Mis en ligne le lundi 3 août 2009


Tribunal du travail de Charleroi, section de Charleroi, 2 mars 2009, R.G. 08/1852/A

TERRA LABORIS ASBL – Mireille Jourdan

Un jugement du tribunal du travail de Charleroi du 2 mars 2009 rappelle très utilement les principes en cas de remplacement d’un travailleur à temps plein par un autre, engagé à mi-temps, l’employeur faisant état d’une restructuration de l’entreprise.

Les faits

Les faits concernent un petit établissement Horeca. Un « garçon » engagé à temps plein, tombe en incapacité de travail pendant dix jours en avril 2007. A son retour, l’employeur lui remet en main propre une lettre de rupture, lui annonçant son licenciement moyennant paiement d’une indemnité compensatoire de prévis de 35 jours calendrier.

Le C4 qui sera délivré porte le motif « restructuration ».

Des discussions s’engagent avec l’organisation syndicale, qui obtiendra un complément de préavis d’une semaine, vu l’ancienneté du travailleur.

L’employeur réfute, cependant, le caractère abusif du licenciement en l’imputant à la chute du chiffre d’affaires, due à la situation de l’entreprise. Il fait valoir que suite à la chute du chiffre d’affaires (et d’autres facteurs) le commerce de son épouse a été remis et qu’elle est venue travailler avec lui. L’employeur signale ne plus avoir les moyens d’employer une personne à temps plein. Vu le refus du travailleur de prester à mi-temps, il déclare ne pas avoir eu d’autre choix que le licenciement.

Un complément de précision est demandé, par l’organisation syndicale, afin de pouvoir vérifier les éléments avancés, sur le plan économique. L’employeur ne répond pas et une action est introduite.

## SÉRIE DE TÂCHES
A. Transcrivez fidèlement le passage de l'extrait sur le jugement de Charleroi compris entre « Le C4 qui sera » et « que le licenciement. », ces deux segments inclus.
B. Rédigez la suite de l'extrait consacré au licenciement jugé par le tribunal du travail de Charleroi, en reprenant juste après sa dernière phrase.

## JEU DE DONNÉES
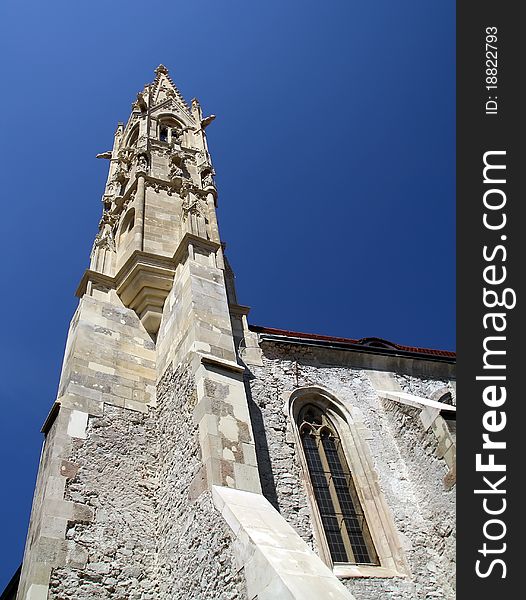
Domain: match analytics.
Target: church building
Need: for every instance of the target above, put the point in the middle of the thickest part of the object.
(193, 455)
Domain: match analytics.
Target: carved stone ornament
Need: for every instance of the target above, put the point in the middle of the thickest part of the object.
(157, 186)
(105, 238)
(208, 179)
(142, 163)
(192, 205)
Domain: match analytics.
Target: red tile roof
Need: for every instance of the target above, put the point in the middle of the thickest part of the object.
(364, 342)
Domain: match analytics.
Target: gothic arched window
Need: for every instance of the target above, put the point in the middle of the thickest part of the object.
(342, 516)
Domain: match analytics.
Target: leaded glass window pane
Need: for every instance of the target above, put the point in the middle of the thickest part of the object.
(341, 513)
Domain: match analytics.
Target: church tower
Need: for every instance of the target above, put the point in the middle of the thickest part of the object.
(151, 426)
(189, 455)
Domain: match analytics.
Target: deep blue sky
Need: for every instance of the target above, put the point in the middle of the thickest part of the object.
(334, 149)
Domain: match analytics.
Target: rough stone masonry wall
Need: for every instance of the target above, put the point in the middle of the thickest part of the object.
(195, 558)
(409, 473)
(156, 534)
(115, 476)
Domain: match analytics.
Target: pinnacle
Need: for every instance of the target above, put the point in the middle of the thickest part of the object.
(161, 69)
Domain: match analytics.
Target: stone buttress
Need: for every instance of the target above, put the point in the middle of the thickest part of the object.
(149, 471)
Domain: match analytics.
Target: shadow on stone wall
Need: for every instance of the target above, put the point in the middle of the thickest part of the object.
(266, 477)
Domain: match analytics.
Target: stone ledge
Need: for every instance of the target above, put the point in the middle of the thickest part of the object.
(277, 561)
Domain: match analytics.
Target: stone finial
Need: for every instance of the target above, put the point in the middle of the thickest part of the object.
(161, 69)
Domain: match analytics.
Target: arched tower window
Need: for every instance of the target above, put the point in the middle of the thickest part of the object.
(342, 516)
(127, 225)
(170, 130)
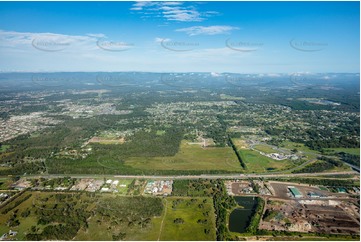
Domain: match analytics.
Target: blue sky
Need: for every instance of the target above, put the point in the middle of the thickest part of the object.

## RÉPONSES FOURNIES
A.
Le C4 qui sera délivré porte le motif « restructuration ».

Des discussions s’engagent avec l’organisation syndicale, qui obtiendra un complément de préavis d’une semaine, vu l’ancienneté du travailleur.

L’employeur réfute, cependant, le caractère abusif du licenciement en l’imputant à la chute du chiffre d’affaires, due à la situation de l’entreprise. Il fait valoir que suite à la chute du chiffre d’affaires (et d’autres facteurs) le commerce de son épouse a été remis et qu’elle est venue travailler avec lui. L’employeur signale ne plus avoir les moyens d’employer une personne à temps plein. Vu le refus du travailleur de prester à mi-temps, il déclare ne pas avoir eu d’autre choix que le licenciement.

B.
Position des parties

Le demandeur conteste la proposition d’engagement à mi-temps et fait valoir qu’à son retour d’incapacité de travail il avait été remplacé, remplacement qui avait entraîné son licenciement. Il considère que les effets de la loi anti-tabac ne pouvaient en rien influencer le commerce de son employeur (taverne offrant une petite restauration) et que la présomption légale n’est pas renversée.

Quant à l’employeur, il expose les conditions dans lesquelles son épouse avait cessé ses propres activités début de l’année 2007, l’ayant rejoint dans l’exploitation de sa taverne-restaurant, activité qui avait elle-même été réduite vu la législation « anti-tabac ». Pour le surplus il maintient les explications qu’il avait données précédemment, précisant que son épouse et lui-même sont à même d’effectuer à deux tout le travail nécessaire.

Position du tribunal

Après avoir rappelé le texte et la raison d’être de l’article 63, le tribunal rappelle l’exigence d’un lien de causalité entre les faits (comportement du travailleur ou nécessités de l’entreprise) et le licenciement. Dans l’hypothèse de nécessités liées au fonctionnement de l’entreprise, le juge rappelle que l’employeur a la charge de la preuve des motifs invoqués, ce qui ne remet pas en cause son pouvoir d’opérer des choix, au lieux des intérêts de son entreprise, le juge n’ayant pas par ailleurs à s’immiscer dans cette gestion.

Le juge doit cependant examiner la réalité des motifs invoqués.

En l’espèce, le tribunal constate qu’il y a bien eu une restructuration de l’entreprise qui a justifié le licenciement, l’employeur établissant l’engagement d’un serveur, engagement ultérieur, à mi-temps (9 mai 2007 – licenciement 27 avril 2007).

Par ailleurs, la présence de l’épouse dans la taverne depuis le début de l’année (soit quatre mois avant le licenciement) est également avérée.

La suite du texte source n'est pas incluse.